Write out, word for word, the stretch of the items below from their start through the line containing "# the even-odd rule decides holes", with both ends included. Leave the pictures out of your answer.

Data records
+---+

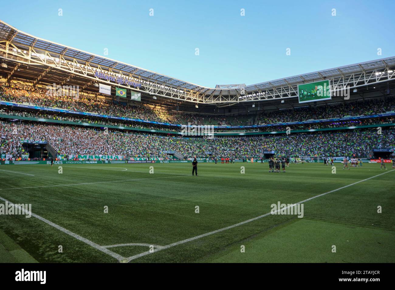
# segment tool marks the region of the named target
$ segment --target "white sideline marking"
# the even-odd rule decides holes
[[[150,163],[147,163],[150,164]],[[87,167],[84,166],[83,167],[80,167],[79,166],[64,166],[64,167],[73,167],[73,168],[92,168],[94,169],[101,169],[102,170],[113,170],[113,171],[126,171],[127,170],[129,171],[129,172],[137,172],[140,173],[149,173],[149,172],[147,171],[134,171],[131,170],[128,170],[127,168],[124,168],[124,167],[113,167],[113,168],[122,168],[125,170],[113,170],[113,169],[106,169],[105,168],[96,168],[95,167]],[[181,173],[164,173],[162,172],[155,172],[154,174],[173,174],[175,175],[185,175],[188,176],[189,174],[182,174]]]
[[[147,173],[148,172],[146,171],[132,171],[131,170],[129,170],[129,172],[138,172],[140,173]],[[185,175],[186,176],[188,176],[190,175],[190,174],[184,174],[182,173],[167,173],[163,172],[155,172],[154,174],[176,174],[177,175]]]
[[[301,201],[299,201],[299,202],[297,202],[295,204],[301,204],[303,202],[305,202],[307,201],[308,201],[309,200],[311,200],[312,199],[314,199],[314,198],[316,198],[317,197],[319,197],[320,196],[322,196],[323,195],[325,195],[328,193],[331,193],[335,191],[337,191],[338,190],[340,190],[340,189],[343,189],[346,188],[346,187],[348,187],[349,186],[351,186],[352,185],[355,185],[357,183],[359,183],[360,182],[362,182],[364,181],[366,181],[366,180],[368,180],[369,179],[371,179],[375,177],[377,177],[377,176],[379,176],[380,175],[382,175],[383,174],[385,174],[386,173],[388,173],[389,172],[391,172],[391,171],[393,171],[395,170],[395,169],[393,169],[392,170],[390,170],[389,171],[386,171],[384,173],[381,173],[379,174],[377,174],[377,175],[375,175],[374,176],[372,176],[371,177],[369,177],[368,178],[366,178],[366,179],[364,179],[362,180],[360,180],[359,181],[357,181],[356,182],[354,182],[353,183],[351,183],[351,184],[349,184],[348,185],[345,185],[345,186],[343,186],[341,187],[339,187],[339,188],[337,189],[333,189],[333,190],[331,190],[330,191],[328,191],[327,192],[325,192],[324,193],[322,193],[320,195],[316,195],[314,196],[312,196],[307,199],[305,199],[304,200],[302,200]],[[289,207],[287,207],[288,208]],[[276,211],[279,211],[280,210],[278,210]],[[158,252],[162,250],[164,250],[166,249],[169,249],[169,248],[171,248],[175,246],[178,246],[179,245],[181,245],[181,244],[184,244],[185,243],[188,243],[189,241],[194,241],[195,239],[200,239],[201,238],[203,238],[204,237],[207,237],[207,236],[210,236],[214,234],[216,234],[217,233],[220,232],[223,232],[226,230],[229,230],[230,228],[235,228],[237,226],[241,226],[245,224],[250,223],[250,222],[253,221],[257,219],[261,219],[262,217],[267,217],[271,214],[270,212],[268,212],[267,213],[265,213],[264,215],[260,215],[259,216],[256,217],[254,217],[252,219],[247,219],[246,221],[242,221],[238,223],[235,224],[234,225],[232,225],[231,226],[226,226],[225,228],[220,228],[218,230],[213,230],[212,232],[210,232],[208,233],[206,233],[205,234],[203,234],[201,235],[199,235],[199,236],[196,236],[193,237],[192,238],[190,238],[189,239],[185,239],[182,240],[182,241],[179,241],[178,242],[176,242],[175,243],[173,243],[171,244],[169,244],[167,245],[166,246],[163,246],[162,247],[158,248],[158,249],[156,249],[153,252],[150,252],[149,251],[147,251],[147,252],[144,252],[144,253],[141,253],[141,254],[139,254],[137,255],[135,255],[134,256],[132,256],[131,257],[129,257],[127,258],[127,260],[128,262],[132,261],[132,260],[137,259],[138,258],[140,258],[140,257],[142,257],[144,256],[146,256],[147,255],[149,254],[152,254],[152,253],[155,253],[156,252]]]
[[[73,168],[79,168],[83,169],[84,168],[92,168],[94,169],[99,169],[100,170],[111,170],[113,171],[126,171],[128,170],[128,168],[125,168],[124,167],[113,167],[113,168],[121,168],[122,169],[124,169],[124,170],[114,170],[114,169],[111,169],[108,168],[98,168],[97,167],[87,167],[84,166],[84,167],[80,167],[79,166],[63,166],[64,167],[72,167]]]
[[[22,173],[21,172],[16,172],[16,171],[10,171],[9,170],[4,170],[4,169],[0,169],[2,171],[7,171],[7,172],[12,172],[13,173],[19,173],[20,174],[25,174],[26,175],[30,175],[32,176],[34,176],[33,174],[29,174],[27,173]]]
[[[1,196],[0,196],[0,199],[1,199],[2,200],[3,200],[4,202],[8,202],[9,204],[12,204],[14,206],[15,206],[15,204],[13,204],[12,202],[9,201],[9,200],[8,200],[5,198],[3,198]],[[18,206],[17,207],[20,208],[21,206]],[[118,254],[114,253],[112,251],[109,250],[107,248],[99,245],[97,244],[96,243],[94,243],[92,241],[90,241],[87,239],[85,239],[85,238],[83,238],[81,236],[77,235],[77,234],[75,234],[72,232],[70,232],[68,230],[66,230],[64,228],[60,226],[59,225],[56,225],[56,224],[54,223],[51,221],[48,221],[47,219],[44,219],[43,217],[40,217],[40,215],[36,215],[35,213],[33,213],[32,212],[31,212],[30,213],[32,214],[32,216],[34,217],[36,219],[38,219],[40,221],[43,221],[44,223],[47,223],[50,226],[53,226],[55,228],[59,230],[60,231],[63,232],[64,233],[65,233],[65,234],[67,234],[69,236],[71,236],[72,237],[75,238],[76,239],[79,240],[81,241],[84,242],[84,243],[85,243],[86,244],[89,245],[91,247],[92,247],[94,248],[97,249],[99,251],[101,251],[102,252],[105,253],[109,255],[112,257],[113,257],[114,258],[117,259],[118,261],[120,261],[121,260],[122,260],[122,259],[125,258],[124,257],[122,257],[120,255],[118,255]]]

+---+

Written response ::
# segment tool marks the region of the named target
$ segment --target "white sideline marking"
# the even-odd rule decides holes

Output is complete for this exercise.